## Assignment
Give back every record exactly.

(Saved entries)
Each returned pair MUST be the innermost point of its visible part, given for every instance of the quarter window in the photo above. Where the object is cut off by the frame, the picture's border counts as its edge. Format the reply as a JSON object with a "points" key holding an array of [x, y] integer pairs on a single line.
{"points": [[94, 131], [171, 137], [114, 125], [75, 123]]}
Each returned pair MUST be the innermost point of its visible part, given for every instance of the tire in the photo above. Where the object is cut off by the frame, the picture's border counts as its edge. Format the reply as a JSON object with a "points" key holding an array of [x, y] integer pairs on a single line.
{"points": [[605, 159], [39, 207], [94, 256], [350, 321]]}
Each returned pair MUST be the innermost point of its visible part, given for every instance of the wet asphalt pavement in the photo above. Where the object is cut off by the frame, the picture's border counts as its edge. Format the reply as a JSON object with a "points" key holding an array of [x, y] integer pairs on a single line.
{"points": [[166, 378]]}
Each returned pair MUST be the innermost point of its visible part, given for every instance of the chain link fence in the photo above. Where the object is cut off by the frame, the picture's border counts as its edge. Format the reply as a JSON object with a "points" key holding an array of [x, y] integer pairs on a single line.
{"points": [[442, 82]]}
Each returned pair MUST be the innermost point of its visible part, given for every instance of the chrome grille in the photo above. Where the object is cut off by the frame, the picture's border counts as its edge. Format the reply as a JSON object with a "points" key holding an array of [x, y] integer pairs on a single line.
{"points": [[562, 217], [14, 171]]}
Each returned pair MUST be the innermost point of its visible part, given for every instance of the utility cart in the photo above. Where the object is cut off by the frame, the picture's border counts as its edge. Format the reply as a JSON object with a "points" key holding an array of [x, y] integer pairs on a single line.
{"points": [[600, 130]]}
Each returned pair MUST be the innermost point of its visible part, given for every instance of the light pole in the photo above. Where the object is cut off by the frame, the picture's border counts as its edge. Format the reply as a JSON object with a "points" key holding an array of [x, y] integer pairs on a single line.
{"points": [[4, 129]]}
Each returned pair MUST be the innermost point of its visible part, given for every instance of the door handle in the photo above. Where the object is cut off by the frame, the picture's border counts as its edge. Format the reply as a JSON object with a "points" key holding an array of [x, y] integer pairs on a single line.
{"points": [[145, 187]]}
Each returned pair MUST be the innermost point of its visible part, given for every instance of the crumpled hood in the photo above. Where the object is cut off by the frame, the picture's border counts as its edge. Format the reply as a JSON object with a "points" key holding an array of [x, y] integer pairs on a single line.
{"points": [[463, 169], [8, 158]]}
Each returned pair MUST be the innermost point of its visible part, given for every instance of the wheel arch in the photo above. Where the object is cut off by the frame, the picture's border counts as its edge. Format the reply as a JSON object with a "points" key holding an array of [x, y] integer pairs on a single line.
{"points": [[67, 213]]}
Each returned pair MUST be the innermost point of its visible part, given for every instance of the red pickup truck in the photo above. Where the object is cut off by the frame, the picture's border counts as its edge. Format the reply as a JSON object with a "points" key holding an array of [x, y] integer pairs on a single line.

## Answer to the exercise
Each returned pair MUST be the innermost point of its visible part, given for every instance of the quarter window in the photo above. Where the object is cut off by the frame, the picture's border counts as its edge. Format the reply as a JSON object with a "points" key holding an array of [x, y] integer pairs on a single line.
{"points": [[94, 131], [171, 137], [114, 125], [75, 123]]}
Each returned pair MUST be the innermost point of its visible part, given for every instance of the tire in the photo above. Where the object is cut off by the frame, the picture's border counts as its edge. Format the reply as a JSON object with a "points" key holding an array of [x, y] integer pairs on a single line.
{"points": [[605, 159], [39, 207], [94, 256], [350, 321]]}
Each returned pair MUST be the innermost point of its visible part, given for every instance of the wet asphalt pavement in the photo above. Where the object is cut off by the frame, the picture's border counts as its edge. Format the reply as a JSON object with a "points" key holding an array of [x, y] integer pairs on a single line.
{"points": [[166, 378]]}
Each returned pair MUST be the innermost point of its visible part, given for every instance of the chain link fence in the photo above. Where the object is cut off by the frame, the picture's border counts as its edge. Format the reply as a JSON object with a "points" key holding an array of [x, y] integer pairs on a single line.
{"points": [[442, 82]]}
Each returned pair MUST be the innermost point of its visible part, given for every instance of the chrome grille in the photo above. Where the object is cut off by the frame, the picture's border counts as its edge. Format the reply as a JSON object with a "points" key holding an array of [x, y] integer pairs on a single line.
{"points": [[562, 217], [14, 171]]}
Each returned pair MUST be the innermost point of its visible part, given for every instance of the utility cart in the photo above. Where the object is cut off by the frame, the picture's border counts as its edge. Format the reply as a JSON object with a "points" key holding an array of [x, y] integer pairs on a single line.
{"points": [[600, 130]]}
Each returned pair MUST be the innermost point of its visible part, given for every instance of the light pole in the photo above. Where the object is cut off by the frame, the picture's border counts as its edge. Format the reply as a JSON object with a "points" key holding an array of [x, y] integer pairs on a single line.
{"points": [[4, 129]]}
Each returned pair MUST be the innermost point of its visible part, given for every instance of the door handle in the photo above. Where the object is cut off by the frame, the picture's border counts as its edge. Format the reply as a JSON object with a "points" key holding an array of [x, y] integer pairs on a single line.
{"points": [[145, 187]]}
Each returned pair MUST be the innermost point of its visible part, given for every instance of the crumpled hood in the photo above. Where the object is cut off by the frame, the picture's border counts as its edge. Format the reply as a JSON object with a "points" key holding an array of [x, y] integer pairs on a single line.
{"points": [[463, 169], [8, 158]]}
Each returned pair MUST be the innermost point of its visible part, given for every instance of the wheel arch in the photo above. Where the object is cut off by the frame, the picture's border counts as its edge. Format the reply as a JSON object with a "points" key holding an array of [x, y] integer pairs on a single line.
{"points": [[67, 213]]}
Each returned pair MUST be the innermost point of its visible part, given for every instance of the red pickup truck in the photo above. Where the object is cut off by the frame, the picture's border counts as its edge. Format the reply as a JSON object with a "points" key holding an array of [x, y] integer pairs on a single line.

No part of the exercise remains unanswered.